--- Start of Exercise material ---

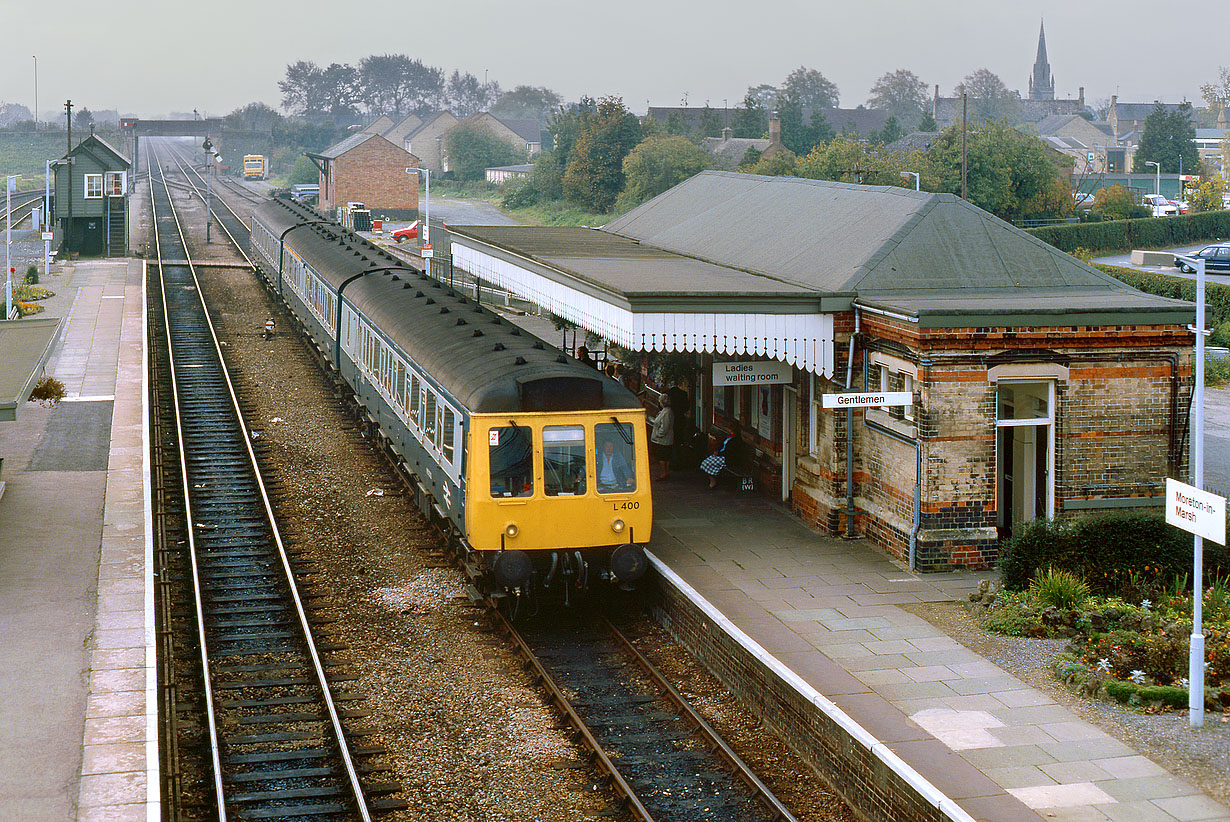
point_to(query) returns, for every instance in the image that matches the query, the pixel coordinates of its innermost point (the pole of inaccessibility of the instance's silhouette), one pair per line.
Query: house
(91, 199)
(427, 140)
(522, 134)
(368, 169)
(1037, 385)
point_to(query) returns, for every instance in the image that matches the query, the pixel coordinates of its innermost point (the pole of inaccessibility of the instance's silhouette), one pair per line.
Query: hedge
(1105, 550)
(1146, 233)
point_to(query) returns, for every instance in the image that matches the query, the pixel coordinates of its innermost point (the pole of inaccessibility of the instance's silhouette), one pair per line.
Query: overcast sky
(153, 58)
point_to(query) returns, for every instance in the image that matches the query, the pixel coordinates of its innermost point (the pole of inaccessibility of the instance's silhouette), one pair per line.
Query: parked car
(406, 234)
(1215, 256)
(1160, 206)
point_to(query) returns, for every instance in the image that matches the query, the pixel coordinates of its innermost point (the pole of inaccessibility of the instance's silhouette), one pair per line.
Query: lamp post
(1196, 655)
(427, 203)
(10, 183)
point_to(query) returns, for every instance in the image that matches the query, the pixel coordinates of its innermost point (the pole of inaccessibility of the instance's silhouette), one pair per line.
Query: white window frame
(110, 180)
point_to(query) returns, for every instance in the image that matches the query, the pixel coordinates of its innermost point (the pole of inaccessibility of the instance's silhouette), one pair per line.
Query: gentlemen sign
(1194, 511)
(866, 400)
(754, 373)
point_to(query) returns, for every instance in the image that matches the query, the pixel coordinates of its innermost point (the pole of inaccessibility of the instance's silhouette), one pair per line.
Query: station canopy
(738, 263)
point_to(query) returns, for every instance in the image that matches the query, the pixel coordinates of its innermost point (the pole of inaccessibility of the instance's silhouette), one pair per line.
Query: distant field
(27, 154)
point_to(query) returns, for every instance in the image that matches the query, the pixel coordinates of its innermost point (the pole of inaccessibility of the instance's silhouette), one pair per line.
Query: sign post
(1196, 655)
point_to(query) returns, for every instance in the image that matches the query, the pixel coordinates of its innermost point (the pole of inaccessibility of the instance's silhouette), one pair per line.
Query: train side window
(415, 396)
(563, 460)
(429, 420)
(615, 458)
(511, 453)
(447, 434)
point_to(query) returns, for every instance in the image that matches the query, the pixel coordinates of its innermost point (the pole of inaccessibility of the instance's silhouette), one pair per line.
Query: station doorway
(1023, 453)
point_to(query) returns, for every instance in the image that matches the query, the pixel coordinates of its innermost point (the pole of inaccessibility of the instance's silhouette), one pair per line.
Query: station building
(1039, 387)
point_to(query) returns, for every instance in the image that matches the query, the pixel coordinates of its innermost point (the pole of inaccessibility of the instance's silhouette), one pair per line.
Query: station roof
(25, 347)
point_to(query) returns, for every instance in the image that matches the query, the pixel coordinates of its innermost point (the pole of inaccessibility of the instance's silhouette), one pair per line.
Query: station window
(563, 460)
(511, 453)
(614, 459)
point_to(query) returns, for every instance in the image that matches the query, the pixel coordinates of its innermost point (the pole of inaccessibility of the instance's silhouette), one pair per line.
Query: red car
(408, 233)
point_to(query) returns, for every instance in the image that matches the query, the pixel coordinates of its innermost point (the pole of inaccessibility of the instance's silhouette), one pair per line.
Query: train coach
(535, 463)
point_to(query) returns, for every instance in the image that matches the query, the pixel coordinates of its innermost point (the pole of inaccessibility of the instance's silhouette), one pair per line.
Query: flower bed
(1134, 652)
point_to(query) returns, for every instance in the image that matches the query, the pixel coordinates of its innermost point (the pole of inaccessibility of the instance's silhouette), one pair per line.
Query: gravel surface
(1198, 754)
(468, 736)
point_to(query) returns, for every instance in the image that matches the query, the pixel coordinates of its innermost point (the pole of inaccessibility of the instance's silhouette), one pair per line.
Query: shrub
(1146, 233)
(1108, 551)
(1059, 588)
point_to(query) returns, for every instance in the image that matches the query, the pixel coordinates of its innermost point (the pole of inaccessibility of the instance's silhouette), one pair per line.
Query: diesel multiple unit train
(535, 463)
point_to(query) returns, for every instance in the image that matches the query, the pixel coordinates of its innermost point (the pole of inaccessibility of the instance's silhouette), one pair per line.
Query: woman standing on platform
(662, 436)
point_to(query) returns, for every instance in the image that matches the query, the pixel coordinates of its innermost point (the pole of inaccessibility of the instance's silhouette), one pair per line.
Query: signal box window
(563, 460)
(511, 453)
(614, 462)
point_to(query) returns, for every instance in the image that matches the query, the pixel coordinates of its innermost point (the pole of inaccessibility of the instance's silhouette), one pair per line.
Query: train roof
(482, 359)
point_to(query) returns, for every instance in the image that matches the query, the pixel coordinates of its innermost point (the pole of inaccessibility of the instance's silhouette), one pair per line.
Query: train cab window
(511, 450)
(614, 460)
(416, 395)
(447, 433)
(563, 460)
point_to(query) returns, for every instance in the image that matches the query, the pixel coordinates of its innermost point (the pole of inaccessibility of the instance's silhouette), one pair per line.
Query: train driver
(613, 470)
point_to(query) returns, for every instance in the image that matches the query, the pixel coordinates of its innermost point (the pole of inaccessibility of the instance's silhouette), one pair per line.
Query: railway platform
(828, 615)
(78, 729)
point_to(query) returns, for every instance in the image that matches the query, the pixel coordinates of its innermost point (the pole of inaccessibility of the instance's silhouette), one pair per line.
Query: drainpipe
(850, 532)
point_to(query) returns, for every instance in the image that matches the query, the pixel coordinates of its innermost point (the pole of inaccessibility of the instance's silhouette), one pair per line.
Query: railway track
(659, 757)
(273, 745)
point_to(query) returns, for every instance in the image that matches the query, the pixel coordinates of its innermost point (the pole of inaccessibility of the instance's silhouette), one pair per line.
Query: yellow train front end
(560, 500)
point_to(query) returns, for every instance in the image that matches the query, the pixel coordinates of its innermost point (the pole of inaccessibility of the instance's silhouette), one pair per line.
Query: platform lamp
(10, 183)
(1196, 655)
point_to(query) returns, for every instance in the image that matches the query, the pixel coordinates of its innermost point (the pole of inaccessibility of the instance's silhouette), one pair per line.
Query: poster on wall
(765, 405)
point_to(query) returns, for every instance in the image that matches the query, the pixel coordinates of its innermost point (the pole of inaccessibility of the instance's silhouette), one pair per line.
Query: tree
(397, 85)
(1217, 94)
(1169, 139)
(472, 148)
(657, 164)
(902, 95)
(989, 99)
(594, 175)
(527, 102)
(809, 89)
(466, 96)
(1208, 195)
(1011, 175)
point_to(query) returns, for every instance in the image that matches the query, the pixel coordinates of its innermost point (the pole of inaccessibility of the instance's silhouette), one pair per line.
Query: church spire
(1042, 84)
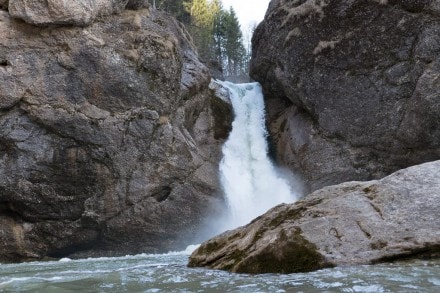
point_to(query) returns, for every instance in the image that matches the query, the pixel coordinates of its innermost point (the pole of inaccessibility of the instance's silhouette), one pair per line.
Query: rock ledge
(347, 224)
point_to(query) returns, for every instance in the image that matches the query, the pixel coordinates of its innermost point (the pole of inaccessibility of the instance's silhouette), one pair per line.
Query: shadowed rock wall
(351, 86)
(109, 139)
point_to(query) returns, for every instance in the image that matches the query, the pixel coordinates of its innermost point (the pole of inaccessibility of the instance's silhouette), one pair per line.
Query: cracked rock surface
(347, 224)
(109, 137)
(352, 87)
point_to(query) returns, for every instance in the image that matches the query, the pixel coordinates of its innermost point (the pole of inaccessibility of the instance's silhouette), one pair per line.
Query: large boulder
(352, 87)
(109, 137)
(61, 12)
(348, 224)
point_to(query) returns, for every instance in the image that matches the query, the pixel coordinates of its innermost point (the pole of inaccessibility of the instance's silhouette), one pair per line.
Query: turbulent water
(252, 186)
(249, 179)
(168, 273)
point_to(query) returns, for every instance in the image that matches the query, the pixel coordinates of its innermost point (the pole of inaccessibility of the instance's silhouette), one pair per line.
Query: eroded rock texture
(108, 140)
(347, 224)
(4, 4)
(49, 12)
(352, 87)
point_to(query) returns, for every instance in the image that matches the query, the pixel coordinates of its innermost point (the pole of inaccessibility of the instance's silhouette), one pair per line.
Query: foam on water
(249, 179)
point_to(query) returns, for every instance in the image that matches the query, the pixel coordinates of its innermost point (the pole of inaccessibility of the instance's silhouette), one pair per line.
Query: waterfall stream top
(250, 181)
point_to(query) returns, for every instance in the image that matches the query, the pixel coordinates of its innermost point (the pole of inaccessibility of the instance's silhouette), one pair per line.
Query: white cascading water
(249, 179)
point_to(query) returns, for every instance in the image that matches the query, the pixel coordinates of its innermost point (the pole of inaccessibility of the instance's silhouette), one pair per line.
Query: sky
(248, 12)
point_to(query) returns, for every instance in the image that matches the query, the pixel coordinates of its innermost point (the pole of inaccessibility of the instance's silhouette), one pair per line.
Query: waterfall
(249, 179)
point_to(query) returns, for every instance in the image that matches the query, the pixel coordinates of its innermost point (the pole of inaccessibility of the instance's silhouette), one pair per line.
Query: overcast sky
(248, 11)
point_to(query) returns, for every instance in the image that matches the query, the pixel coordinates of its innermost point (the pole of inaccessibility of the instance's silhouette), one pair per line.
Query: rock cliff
(351, 223)
(351, 86)
(109, 135)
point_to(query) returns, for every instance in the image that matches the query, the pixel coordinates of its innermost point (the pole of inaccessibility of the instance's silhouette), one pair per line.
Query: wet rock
(108, 137)
(351, 86)
(4, 4)
(348, 224)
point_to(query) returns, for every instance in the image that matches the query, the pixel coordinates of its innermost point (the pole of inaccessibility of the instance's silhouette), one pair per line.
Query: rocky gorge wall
(352, 87)
(109, 135)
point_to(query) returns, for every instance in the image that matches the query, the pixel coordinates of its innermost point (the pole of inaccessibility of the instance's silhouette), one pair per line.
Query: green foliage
(215, 31)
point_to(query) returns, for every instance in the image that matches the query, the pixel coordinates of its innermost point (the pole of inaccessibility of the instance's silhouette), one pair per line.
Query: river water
(252, 185)
(168, 273)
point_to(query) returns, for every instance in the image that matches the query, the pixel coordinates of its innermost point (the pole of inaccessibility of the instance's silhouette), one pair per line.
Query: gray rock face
(347, 224)
(4, 4)
(351, 86)
(109, 139)
(137, 4)
(79, 12)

--- End of Exercise material ---

Directions
Format the records from the start through the line containing "(1037, 385)" as a two-column CSV with the columns request and answer, one row per request. Put each request's text and its answer in a single quoted field with line breaks replaced by spaces, and leave out the pictures.

Written answer
request,answer
"point_to(query) returns, for every instance in the image that matches the query, the pixel coordinates of its innermost point (the pole of inaccessibility of the instance's silhouette), one pair per line. Query: house","(91, 199) (427, 140) (522, 134) (368, 169) (1037, 385)"